=== Passage to read ===
• • • • •
Trust versus security a paradox of online banking

Tighter security measures for online banking do not necessarily improve customers' sense of security, according to research by New Zealand's Massey University. If anything, the more identity-checking steps are imposed before a customer can get down to business, the less trusting they feel.

Information Sciences researcher Kansi Zhang investigated whether increasing identity-checking steps preceding a transaction would affect customers' sense of trust and security. His experiment involved four mock registration pages similar to those used for actual online banking transactions. The first required participants to complete only two identity-checking steps, with the other three requiring four, six, and eight steps.

Usability/user-friendliness is key to ensure online customers feel their funds are safe, says the study's co-author Dr Hokyoung Ryu, from Massey's Centre for Mobile Computing. "People struggle to recall a baffling array of pin numbers, passwords and personalised questions," Ryu says. "They resented the time these steps took in order to carry out a simple transaction."
• • • • •
=== What this task involves ===
Please state how many identity-checking steps the first mock registration page in the online banking article required. The listing that comes next has no connection to the online banking article.

=== Material ===
• • • • •
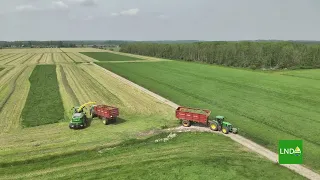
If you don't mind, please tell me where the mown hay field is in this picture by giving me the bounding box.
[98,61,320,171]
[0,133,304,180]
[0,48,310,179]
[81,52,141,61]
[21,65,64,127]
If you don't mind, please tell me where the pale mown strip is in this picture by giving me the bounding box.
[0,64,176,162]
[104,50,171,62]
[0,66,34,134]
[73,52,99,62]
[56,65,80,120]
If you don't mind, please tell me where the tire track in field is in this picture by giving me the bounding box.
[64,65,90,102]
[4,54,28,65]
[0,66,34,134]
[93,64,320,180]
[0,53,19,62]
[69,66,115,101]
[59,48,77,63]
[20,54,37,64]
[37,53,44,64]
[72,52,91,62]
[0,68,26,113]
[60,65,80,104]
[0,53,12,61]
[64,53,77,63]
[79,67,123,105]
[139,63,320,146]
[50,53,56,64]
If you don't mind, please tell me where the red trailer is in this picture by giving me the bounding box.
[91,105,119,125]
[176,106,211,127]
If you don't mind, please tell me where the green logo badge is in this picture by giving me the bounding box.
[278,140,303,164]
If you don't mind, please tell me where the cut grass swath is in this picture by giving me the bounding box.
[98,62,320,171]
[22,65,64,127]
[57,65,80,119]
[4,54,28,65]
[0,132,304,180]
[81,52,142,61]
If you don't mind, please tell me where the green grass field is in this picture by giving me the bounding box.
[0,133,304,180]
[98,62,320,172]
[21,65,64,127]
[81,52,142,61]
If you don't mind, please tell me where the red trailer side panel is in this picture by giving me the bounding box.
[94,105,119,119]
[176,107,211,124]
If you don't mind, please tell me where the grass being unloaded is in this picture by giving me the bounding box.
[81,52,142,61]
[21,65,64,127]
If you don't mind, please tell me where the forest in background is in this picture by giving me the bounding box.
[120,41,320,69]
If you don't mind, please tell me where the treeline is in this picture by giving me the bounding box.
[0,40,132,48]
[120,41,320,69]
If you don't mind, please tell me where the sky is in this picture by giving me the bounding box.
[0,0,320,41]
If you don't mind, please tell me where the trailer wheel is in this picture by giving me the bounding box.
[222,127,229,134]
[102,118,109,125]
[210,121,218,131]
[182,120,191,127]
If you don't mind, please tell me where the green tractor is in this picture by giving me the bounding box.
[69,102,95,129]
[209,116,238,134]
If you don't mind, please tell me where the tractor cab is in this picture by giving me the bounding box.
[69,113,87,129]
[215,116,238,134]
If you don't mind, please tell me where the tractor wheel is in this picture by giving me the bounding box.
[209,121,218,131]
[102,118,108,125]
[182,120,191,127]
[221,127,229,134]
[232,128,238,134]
• • • • •
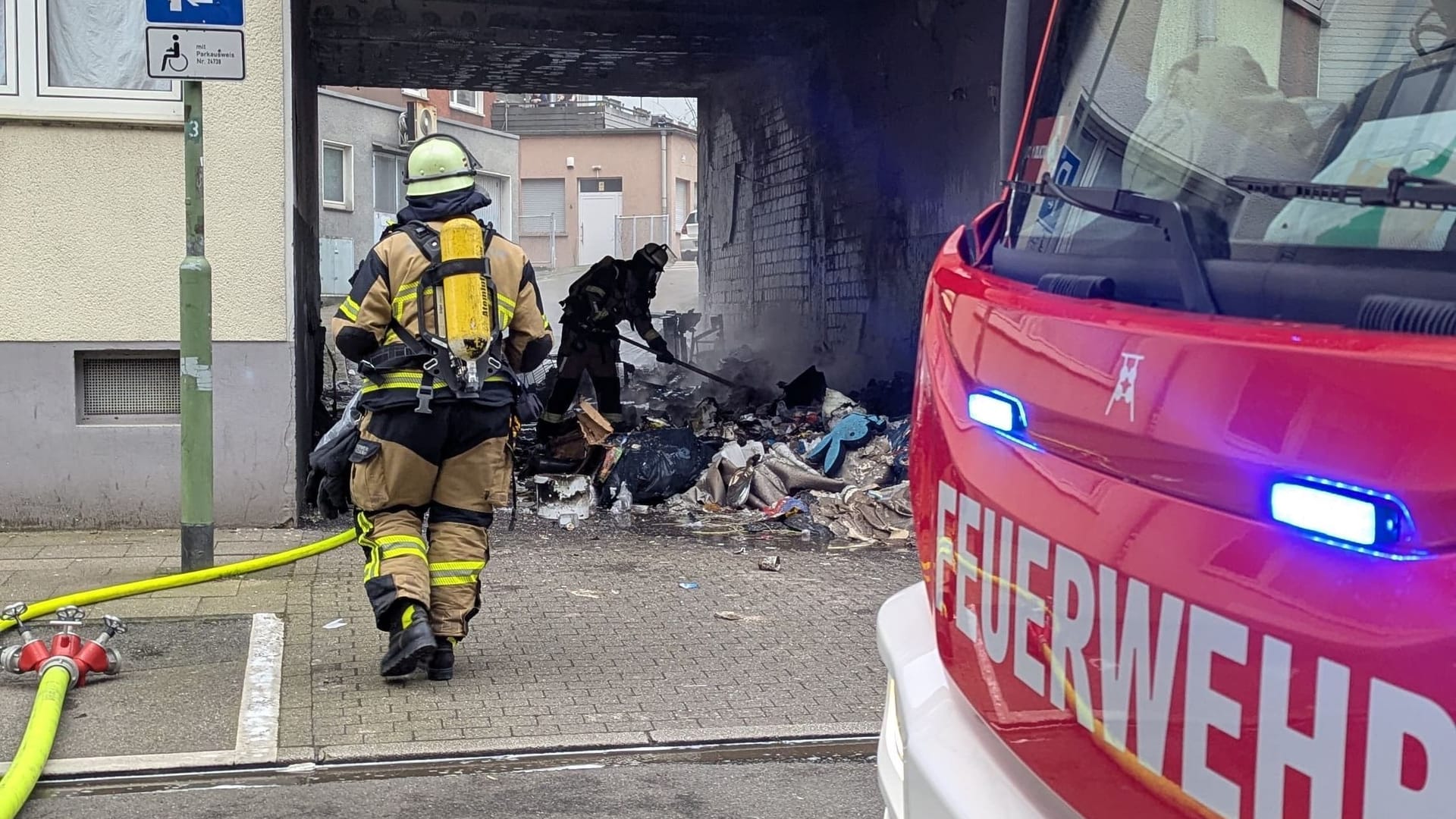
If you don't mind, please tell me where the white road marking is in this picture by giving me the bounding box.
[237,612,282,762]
• • • • •
=== The output ===
Two identity-checking steps.